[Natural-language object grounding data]
○ ○ ○ ○

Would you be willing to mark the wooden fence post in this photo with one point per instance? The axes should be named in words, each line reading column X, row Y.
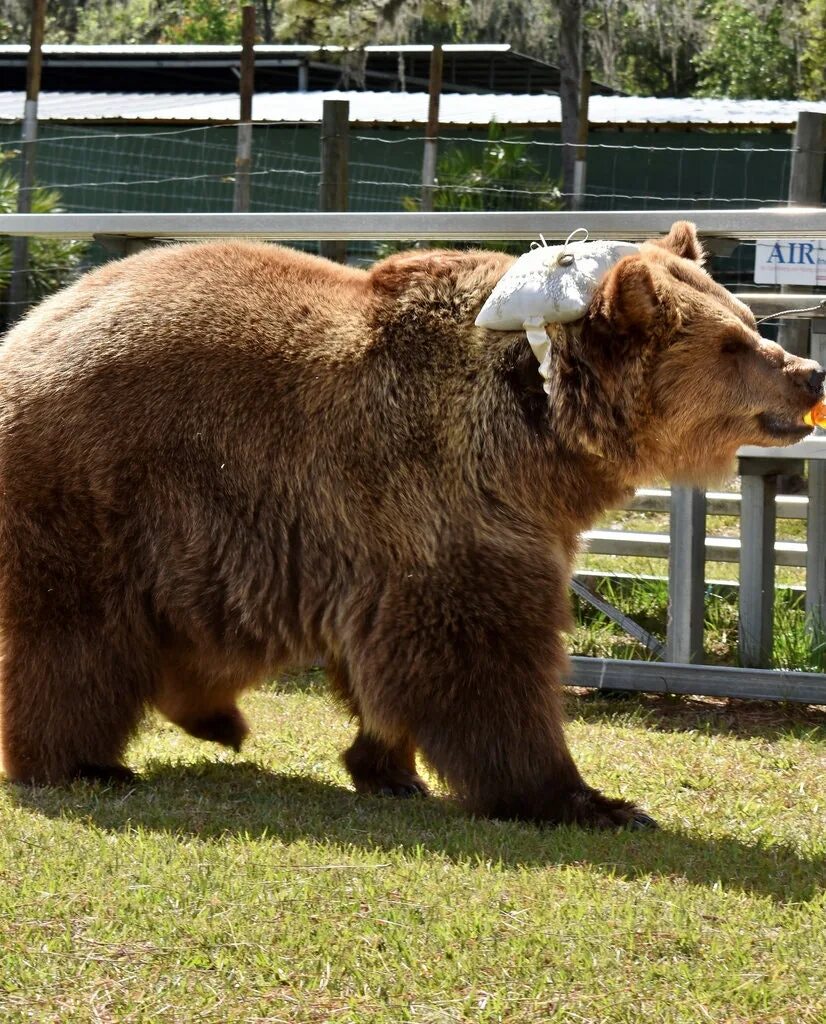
column 816, row 535
column 432, row 130
column 580, row 164
column 335, row 157
column 244, row 155
column 806, row 188
column 686, row 576
column 18, row 286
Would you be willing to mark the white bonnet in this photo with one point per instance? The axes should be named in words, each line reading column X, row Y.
column 550, row 285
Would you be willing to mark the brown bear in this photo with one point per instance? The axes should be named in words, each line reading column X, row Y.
column 219, row 459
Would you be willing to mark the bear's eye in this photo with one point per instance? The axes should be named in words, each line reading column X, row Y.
column 734, row 345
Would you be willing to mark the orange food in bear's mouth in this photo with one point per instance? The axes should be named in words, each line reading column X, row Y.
column 816, row 417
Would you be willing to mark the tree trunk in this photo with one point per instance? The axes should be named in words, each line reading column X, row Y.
column 570, row 68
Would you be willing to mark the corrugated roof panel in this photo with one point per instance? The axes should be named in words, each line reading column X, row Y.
column 402, row 108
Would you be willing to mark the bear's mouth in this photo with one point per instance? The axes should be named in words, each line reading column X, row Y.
column 782, row 427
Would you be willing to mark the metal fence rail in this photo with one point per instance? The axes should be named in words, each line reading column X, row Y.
column 759, row 467
column 809, row 222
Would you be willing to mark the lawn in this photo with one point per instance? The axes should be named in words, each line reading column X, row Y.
column 258, row 887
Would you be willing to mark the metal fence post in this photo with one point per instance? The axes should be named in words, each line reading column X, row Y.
column 244, row 151
column 757, row 526
column 686, row 576
column 816, row 535
column 806, row 188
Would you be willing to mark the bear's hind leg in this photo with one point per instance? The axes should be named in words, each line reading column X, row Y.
column 203, row 704
column 387, row 769
column 469, row 662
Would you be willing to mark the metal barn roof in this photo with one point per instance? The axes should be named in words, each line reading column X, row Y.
column 475, row 69
column 406, row 109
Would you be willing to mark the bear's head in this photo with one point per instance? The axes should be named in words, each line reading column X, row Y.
column 667, row 371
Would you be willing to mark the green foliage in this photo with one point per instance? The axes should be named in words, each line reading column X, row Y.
column 205, row 22
column 746, row 54
column 502, row 177
column 51, row 260
column 102, row 22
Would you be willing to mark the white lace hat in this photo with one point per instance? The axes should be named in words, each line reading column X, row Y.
column 550, row 285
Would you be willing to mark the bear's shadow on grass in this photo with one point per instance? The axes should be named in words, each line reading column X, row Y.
column 222, row 800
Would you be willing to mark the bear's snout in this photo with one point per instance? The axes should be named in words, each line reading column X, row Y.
column 814, row 382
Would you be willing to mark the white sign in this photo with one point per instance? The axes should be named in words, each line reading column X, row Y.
column 783, row 261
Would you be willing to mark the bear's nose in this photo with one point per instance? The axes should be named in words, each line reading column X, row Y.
column 815, row 382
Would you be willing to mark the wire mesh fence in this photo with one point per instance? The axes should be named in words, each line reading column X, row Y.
column 151, row 168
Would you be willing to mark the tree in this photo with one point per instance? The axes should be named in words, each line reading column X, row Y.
column 748, row 53
column 101, row 22
column 502, row 177
column 204, row 22
column 51, row 261
column 644, row 47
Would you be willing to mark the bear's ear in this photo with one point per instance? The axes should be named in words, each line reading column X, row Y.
column 629, row 297
column 683, row 241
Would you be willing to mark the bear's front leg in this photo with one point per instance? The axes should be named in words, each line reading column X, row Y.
column 470, row 654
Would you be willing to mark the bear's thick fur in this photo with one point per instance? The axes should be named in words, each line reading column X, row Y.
column 219, row 459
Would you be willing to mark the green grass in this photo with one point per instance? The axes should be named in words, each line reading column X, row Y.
column 259, row 888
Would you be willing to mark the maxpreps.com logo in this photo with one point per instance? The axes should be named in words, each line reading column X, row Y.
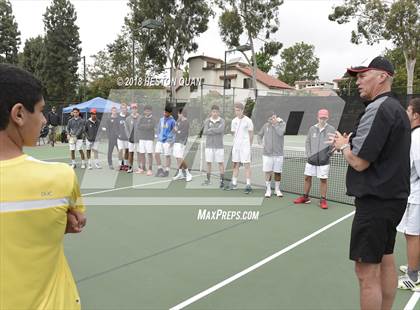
column 219, row 214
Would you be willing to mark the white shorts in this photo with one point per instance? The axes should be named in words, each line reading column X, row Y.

○ ○ ○ ○

> [Task brief] The records above must be repeated in full and exactly, but without any of the pictures.

> [Response for this exercise]
Would you be willing to mark the wooden fence post in this photo with one point per instance? The axes should be named in words, each line reading column X, row Y.
column 816, row 535
column 432, row 130
column 580, row 164
column 335, row 157
column 244, row 155
column 806, row 188
column 686, row 576
column 18, row 286
Would you be willing to mark the white bonnet in this photo with one point per instance? The axes should be named in words, each line reading column X, row Y.
column 550, row 285
Would you be willing to mark the brown bear in this photo with one point per instance? The axes should be named in words, each line reading column X, row Y.
column 219, row 459
Would you be willing to mark the bear's eye in this photo with one point per instance? The axes should be named in words, each line reading column X, row Y.
column 734, row 345
Would you be willing to mark the orange food in bear's mouth in this photo with one point per instance? The axes should be named in words, each line reading column X, row Y.
column 816, row 417
Would you be willing to mark the tree trunk in this photo with one point per instance? The axes should be named in words, each line reading column X, row Y.
column 570, row 68
Would you be willing to mark the corrugated roof panel in this photo with one point per instance? The axes should be named in words, each line reading column X, row Y.
column 402, row 108
Would you be willing to mark the bear's mouth in this photo with one point per instance? The axes should be named in words, each line reading column X, row Y.
column 782, row 427
Would you be willing to mark the metal fence rail in this photo with one point per instance? The axes should be named in words, each line reading column X, row Y.
column 759, row 467
column 809, row 222
Would you be willing to mark the lawn in this photo with one point per instance? The axes should be named in words, each line reading column X, row Y.
column 258, row 887
Would you be willing to mark the metal fence post in this photo with one point per instance? The axes should be named in words, each line reading column X, row Y.
column 244, row 151
column 757, row 526
column 686, row 576
column 816, row 535
column 806, row 188
Would you be willing to mark the bear's hind leg in this photo with one point per instance? The axes should be named in words, each line reading column X, row Y.
column 203, row 704
column 387, row 769
column 469, row 662
Would you be willing to mark the metal barn roof in this photo with one point per instance? The axes should be named in words, each line reading column X, row Y.
column 475, row 69
column 406, row 109
Would you be willing to mark the bear's head in this photo with one point per instance? The axes should be named in words, each line reading column X, row Y.
column 667, row 371
Would you be willing to mark the green foliage in this photo with one point per instance? The axes should be named in words, each line reading column X, row Y.
column 205, row 22
column 746, row 54
column 502, row 177
column 51, row 260
column 102, row 22
Would you be willing to mark the white lace hat in this photo with one point per instance? The axes should be named in words, each line reading column X, row Y.
column 550, row 285
Would you be willing to mark the bear's shadow on grass in this photo with one point per instance? The axes should be named in words, each line reading column X, row Y.
column 222, row 800
Would you be willing to mark the bear's snout in this photo with one point per instance? The axes should be named in words, each line reading column X, row Y.
column 814, row 382
Would you be willing to mark the white sign in this photo with one point per instance? The axes should be named in words, each line reading column X, row Y.
column 783, row 261
Would you be willing to mark the bear's nose in this photo with one point per instance? The axes should be named in words, each line reading column X, row Y.
column 815, row 382
Would you be willing to mark the wire mesh fence in this photo with one point per instance? The axes should be named in words, each line reading column X, row Y.
column 151, row 168
Would you be willing to mark the tree in this photo with one point per instance? The axes should be named in words, each line reading column X, row Y.
column 748, row 53
column 101, row 22
column 502, row 177
column 204, row 22
column 51, row 261
column 644, row 47
Would you be willing to mark the bear's ear in this photo with one point per instance? The axes should be named in words, each line reading column X, row Y.
column 629, row 297
column 683, row 241
Would you be willing to mark the bear's front leg in this photo with one point per instance? The axes should be named in words, each line reading column X, row Y.
column 470, row 654
Would you be willing to mark the bear's thick fur in this photo with one point per instance? The axes should be named in words, each line reading column X, row Y.
column 219, row 459
Would you be willing to mark the green grass in this photo with one point per instance? The axes should be named in words, each line reading column X, row Y.
column 259, row 888
Would you be willing to mark the maxpreps.com logo in this photo with one point per instance? The axes should be named in words, each line reading column X, row Y.
column 219, row 214
Would you be willing to mark the white shorts in this photo with one point per instance? The axes should be named in words, each line reading column X, row Y.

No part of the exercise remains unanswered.